> [WHAT THE TASK ASKS] In the records below, change every "in this photo" to "in this image" and reproduce all other text without alteration. Omit the pictures from your output.

- - -

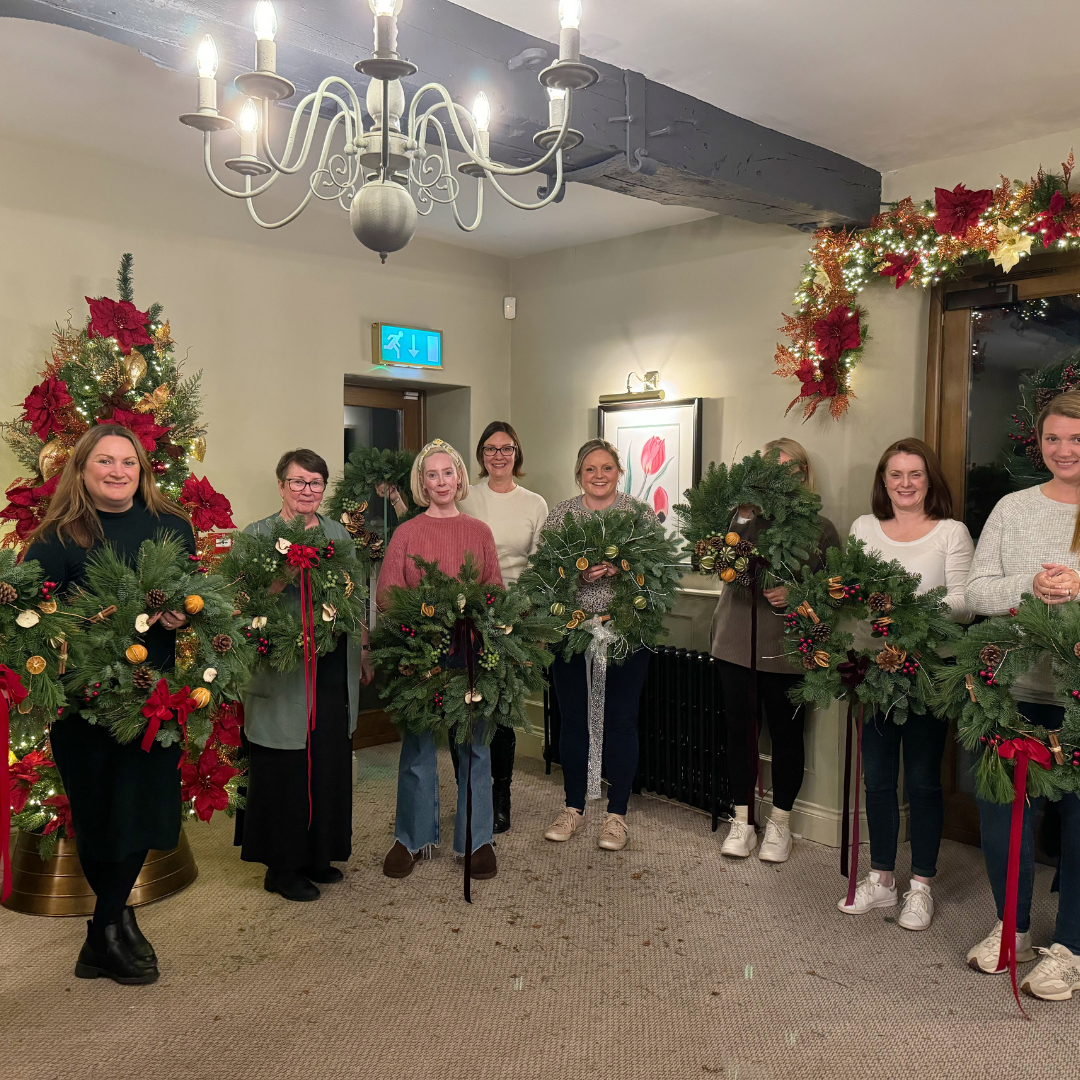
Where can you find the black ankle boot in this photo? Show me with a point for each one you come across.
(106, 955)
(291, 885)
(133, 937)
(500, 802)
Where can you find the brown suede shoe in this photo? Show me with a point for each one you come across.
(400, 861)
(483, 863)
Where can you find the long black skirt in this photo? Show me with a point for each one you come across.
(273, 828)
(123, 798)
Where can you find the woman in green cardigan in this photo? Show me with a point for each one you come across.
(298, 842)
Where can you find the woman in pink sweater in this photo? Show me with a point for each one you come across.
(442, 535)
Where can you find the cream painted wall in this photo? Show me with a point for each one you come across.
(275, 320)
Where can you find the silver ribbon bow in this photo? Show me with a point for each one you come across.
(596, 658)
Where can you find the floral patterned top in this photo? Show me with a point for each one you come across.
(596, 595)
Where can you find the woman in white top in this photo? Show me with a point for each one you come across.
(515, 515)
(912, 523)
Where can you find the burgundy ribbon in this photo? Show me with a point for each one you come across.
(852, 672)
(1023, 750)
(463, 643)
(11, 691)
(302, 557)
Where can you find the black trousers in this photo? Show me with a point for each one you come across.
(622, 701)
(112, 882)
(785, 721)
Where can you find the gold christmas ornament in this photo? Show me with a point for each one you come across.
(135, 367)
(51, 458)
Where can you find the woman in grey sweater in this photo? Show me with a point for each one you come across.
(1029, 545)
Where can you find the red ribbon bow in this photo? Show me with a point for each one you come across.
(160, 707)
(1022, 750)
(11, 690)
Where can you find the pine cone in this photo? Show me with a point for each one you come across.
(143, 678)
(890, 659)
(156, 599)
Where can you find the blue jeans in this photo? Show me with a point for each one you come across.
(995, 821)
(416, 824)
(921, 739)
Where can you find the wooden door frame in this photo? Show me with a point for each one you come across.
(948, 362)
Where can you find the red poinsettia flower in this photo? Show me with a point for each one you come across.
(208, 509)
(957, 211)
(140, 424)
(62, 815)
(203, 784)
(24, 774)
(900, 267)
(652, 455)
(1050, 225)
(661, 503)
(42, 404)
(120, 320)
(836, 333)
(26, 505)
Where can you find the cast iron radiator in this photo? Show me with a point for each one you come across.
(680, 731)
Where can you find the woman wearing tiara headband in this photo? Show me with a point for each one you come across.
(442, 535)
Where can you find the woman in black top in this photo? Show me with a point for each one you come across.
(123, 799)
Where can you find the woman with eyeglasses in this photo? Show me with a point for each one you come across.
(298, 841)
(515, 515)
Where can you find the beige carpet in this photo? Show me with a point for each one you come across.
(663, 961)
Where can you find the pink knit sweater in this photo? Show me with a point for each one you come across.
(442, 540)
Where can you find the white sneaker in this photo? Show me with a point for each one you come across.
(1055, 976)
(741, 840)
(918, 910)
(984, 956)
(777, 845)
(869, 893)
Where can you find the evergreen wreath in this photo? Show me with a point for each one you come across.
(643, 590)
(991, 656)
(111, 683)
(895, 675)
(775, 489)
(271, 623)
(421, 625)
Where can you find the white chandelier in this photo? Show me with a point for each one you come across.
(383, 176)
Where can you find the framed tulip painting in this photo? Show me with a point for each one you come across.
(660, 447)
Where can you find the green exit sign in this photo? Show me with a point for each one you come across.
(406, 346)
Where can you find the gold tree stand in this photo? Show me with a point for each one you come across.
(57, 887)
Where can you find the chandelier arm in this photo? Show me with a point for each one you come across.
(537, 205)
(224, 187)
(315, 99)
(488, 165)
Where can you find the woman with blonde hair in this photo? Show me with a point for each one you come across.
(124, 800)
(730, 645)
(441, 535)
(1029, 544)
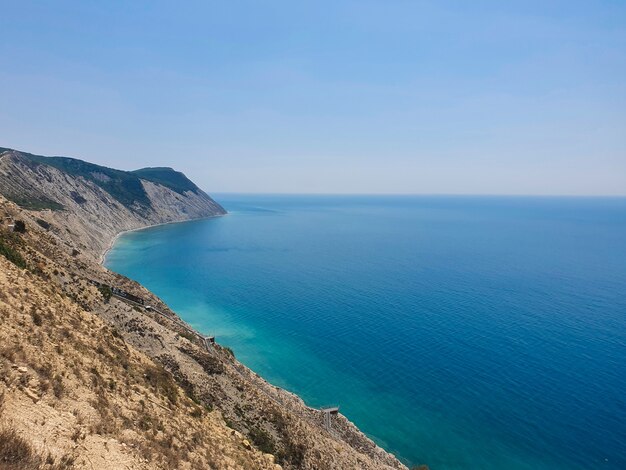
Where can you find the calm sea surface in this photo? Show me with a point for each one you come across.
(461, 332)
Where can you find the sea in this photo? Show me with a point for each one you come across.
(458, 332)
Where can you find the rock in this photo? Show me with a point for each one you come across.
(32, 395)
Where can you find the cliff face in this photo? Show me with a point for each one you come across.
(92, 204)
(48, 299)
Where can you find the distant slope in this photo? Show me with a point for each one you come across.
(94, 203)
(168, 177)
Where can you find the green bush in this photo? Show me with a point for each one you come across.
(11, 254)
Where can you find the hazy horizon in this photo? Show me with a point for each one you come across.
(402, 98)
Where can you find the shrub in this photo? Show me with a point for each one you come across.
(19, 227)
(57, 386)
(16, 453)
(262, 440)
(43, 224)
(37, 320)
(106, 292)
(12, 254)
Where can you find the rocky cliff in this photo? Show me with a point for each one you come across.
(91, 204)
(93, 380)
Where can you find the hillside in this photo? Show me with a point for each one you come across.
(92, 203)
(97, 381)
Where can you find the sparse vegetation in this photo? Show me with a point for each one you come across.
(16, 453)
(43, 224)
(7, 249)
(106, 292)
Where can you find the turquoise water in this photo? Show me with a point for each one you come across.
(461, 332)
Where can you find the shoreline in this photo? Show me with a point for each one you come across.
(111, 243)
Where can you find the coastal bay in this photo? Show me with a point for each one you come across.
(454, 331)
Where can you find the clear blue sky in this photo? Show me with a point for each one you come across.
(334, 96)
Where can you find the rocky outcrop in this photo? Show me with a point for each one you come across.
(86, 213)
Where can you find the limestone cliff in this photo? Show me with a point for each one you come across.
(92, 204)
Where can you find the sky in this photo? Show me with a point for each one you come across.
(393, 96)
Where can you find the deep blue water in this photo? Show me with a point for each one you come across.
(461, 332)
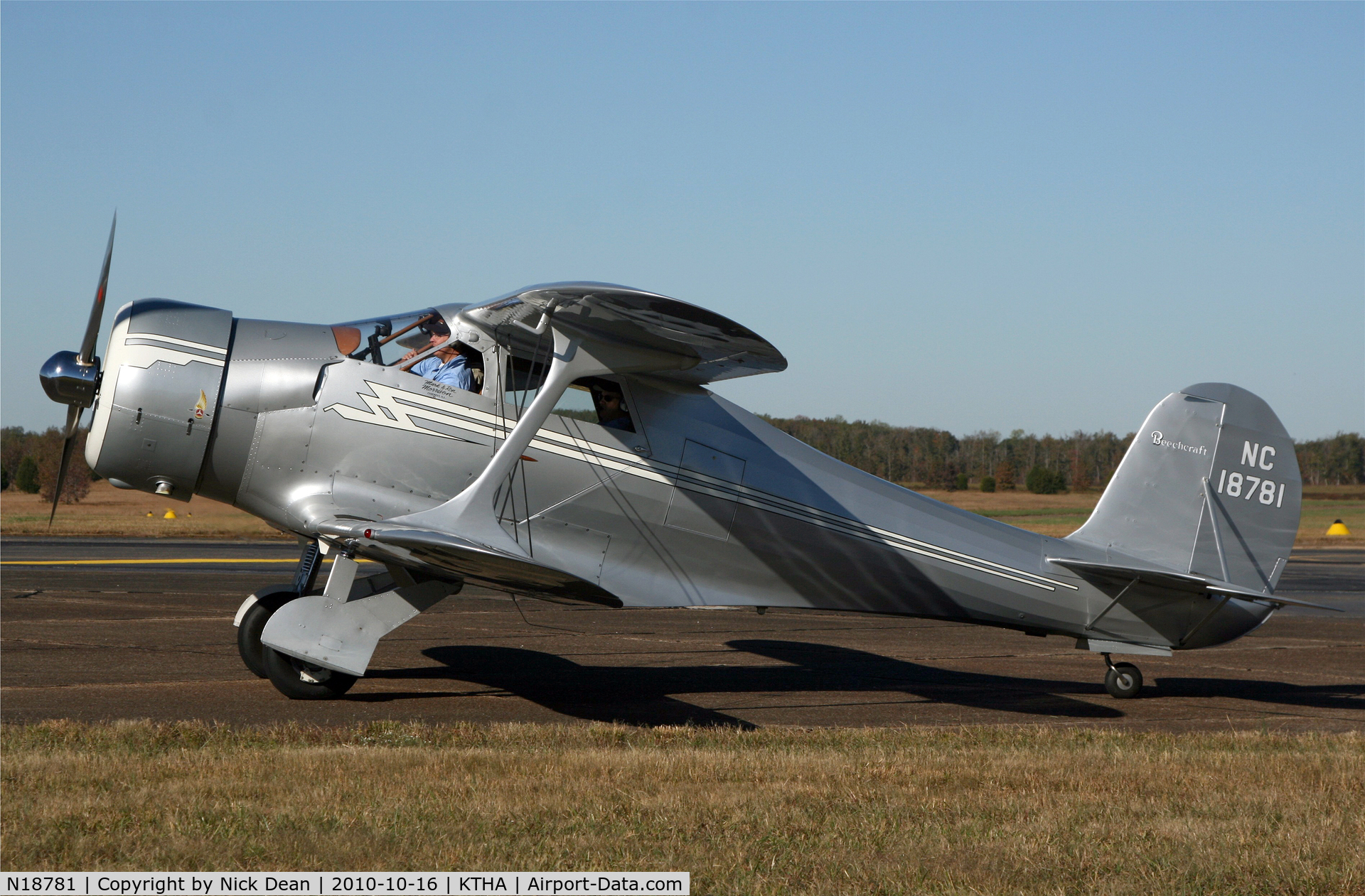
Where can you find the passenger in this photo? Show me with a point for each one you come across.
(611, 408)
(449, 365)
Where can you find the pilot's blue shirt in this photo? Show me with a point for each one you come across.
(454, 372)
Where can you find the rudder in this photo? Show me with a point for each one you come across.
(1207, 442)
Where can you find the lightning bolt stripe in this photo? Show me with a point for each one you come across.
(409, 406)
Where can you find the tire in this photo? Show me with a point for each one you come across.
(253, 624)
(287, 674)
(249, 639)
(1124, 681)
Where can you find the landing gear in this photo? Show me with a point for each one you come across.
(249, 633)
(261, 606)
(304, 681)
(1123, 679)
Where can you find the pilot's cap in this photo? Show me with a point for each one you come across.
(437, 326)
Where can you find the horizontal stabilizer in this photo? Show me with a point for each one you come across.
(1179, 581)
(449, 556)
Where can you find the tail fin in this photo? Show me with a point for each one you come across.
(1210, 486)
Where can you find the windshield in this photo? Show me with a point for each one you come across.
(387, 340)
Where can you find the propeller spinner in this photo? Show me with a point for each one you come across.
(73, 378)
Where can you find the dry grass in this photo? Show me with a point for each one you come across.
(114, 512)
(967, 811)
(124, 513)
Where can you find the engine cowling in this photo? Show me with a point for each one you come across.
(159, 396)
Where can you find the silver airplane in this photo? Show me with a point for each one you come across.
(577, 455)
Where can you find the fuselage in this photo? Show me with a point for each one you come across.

- - -

> [REPLY TO THE EXERCISE]
Where can you find the black ankle boot in this image? Show me with a point for each one you come across.
(106, 955)
(291, 885)
(133, 937)
(500, 802)
Where can you find the brown suede shoe in this image? Show me with a point for each one you come across.
(400, 861)
(483, 863)
Where can you find the long black skirt in this image? Show me with a point for each one you come across.
(273, 828)
(123, 798)
Where can you find the woman in green cardigan in this image? Show me with a point for each one you come across.
(298, 842)
Where can you find the woman in pink sweater in this image? Show me with a point for each one you come across.
(442, 535)
Where can you find the cream painted wall in this image? Show me with a point for each one you come across.
(275, 320)
Where can you find the silver ribbon bow in this image? Show me with a point for each one you come across.
(596, 658)
Where can you find the floral patterned top in this image? Show me with a point for each one you come across.
(596, 595)
Where can you find the woman in white top in this image? Show me with a point for each one you come across.
(515, 515)
(912, 523)
Where can you find the burgundy ribbon in this image? Show me with a point for each one you come across.
(852, 672)
(1023, 750)
(463, 643)
(11, 691)
(302, 557)
Where can you find the black trousers in this image? Show me with a point for each one you come across.
(622, 701)
(112, 882)
(785, 721)
Where can you find the gold christmas ornament in this image? Show me with a point for each one you come across.
(135, 367)
(51, 458)
Where can you find the woman in grey sweater in this image? Show me with a point for each one you come across.
(1029, 545)
Where can you find the red ribbon bow in this image? Show me with a point for each one you come across.
(160, 707)
(1022, 750)
(11, 690)
Where can you find the pine cone in this image? Show me with a point for each one you come across.
(143, 678)
(890, 659)
(156, 599)
Where can you find the blue jeans in this image? Show me with a point for each one you come across.
(995, 821)
(416, 824)
(921, 739)
Where can you find the wooden door frame in this image? Show me with a point for each one you come across.
(948, 362)
Where can you find the red poinsettia flower in this image? Show me with a point for each one you come across.
(208, 509)
(957, 211)
(140, 424)
(62, 815)
(203, 784)
(24, 774)
(900, 267)
(652, 455)
(1050, 225)
(661, 503)
(42, 404)
(120, 320)
(836, 333)
(26, 505)
Where can you find the cast iron radiator in this image? Show me with a point for each one you come across.
(680, 731)
Where can you find the woman wearing tiara headband in this image? Show me with a point for each one you come across.
(442, 535)
Where can you find the woman in black top in this image? Show me with a point for each one you come across.
(123, 799)
Where can you find the woman with eyeglasses in this image? Show me with a point for each one you come across.
(298, 841)
(515, 515)
Where can you find the beige carpet in this image? Show me with a point for each one you come across.
(663, 961)
Where can you find the pink knit sweater in this image? Show me with a point for each one you come across.
(442, 540)
Where can you find the white sneaker in this image? Show me with a point for each one you come across.
(1055, 976)
(741, 840)
(918, 910)
(984, 956)
(777, 845)
(869, 893)
Where can you find the evergreen wreath in this image? Show me with a point for each one you come across.
(643, 590)
(991, 656)
(111, 683)
(895, 675)
(775, 489)
(271, 623)
(421, 625)
Where can you find the white chandelier in this image? Show me with a point for each one you come across.
(383, 176)
Where can you find the framed tulip painting in this image? Show me with a point for each one you come across.
(660, 447)
Where can you find the green exit sign in this image? Show me with a point for each one you come across.
(406, 346)
Where can you find the gold tree stand in this image? Show me with a point for each one you come across.
(57, 887)
Where can you find the chandelier arm in this image? Show me with a point for each one you come across.
(537, 205)
(224, 187)
(315, 99)
(488, 165)
Where can you find the woman with blonde hair in this image? Show me with a point for each one you come across.
(124, 800)
(730, 645)
(441, 535)
(1029, 544)
Where can you find the calm sea surface in this image? Show me with a point for each one you come across.
(461, 332)
Where can you find the sea in this image? Show me with a point for each one you come across.
(458, 332)
Where can you find the rock in this image? Show me with a point for each one you come across.
(32, 395)
Where can you find the cliff face in this image? Show me with a point for each one you come across.
(92, 204)
(48, 299)
Where can you find the distant slope in this image? Show me with a point for each one you come across.
(94, 203)
(168, 177)
Where can you find the green bush in this image? Show me with a point for each one you come across.
(11, 254)
Where can you find the hazy horizon in this image? Show me with a point for each one you come across.
(402, 98)
Where can you find the shrub in this image? Show me with a point for each one you come across.
(19, 227)
(57, 386)
(16, 453)
(262, 440)
(43, 224)
(37, 320)
(106, 292)
(12, 254)
Where can you find the rocky cliff in this image? Show me with a point for each one you come across.
(91, 204)
(93, 380)
Where can you find the hillside in this image? Show me with a point for each one you come across.
(92, 203)
(97, 381)
Where can you find the sparse vegetation in this image? Show me with a point for each one you come across.
(16, 453)
(43, 224)
(7, 249)
(106, 292)
Where can you find the turquoise water in this image? Show me with a point for each one you come across.
(461, 332)
Where can you find the shoreline in this image? Show me with a point for each one you come across.
(111, 243)
Where can you find the coastal bay in this image? Show me with a point for each one you come across.
(454, 331)
Where can you find the clear blue sky in this image? Show me with a point for each one you come across.
(334, 96)
Where can you find the rocky outcrop in this image? Show me with a point for each one you come across.
(86, 213)
Where can you find the limestone cliff in this image? Show me with a point for each one you come across.
(92, 204)
Where can you find the sky in this image? Show me with a point for each one you come across.
(393, 96)
Where can you find the deep blue water in this image? Show me with a point for each one you come across.
(461, 332)
Where can you find the passenger in this image? Show me with a point for each one you come across.
(611, 408)
(449, 365)
Where can you find the pilot's blue shirt in this image? Show me with a point for each one you come across.
(454, 372)
Where can you find the rudder in this image? Show me with a point for each one you come across.
(1207, 442)
Where can you find the lightning bolt stripe in this image? Show me with a point for each one you come across.
(409, 406)
Where can you find the tire in this image? Show me with a point for each one you come across.
(253, 624)
(287, 674)
(249, 639)
(1124, 681)
Where can you find the landing gear in this image? Show me with a point for each one you come across.
(249, 633)
(261, 606)
(304, 681)
(1123, 679)
Where can you find the pilot's cap in this image? Show me with a point for each one you come across.
(437, 326)
Where can you find the horizontal stabilizer in this image? Show me with a point for each one you come across.
(1179, 581)
(449, 556)
Where can you find the tail fin in this image? Show me with a point for each one you come across.
(1210, 486)
Where can you find the windshield in this image? Show me with a point for each one you come across.
(387, 340)
Where can you find the propeller spinner in this image? Show me with a point for each one you come across.
(73, 378)
Where can you find the dry grass in this image? Show me with a point for each one you come across.
(114, 512)
(967, 811)
(124, 513)
Where can you find the engine cowling in this image? Show me with a point for each one you come across.
(159, 396)
Where can you find the silver airplane in this image? Show me with a point for each one you come across.
(577, 455)
Where can you find the fuselage in this image? Show me with a point for each one you come across.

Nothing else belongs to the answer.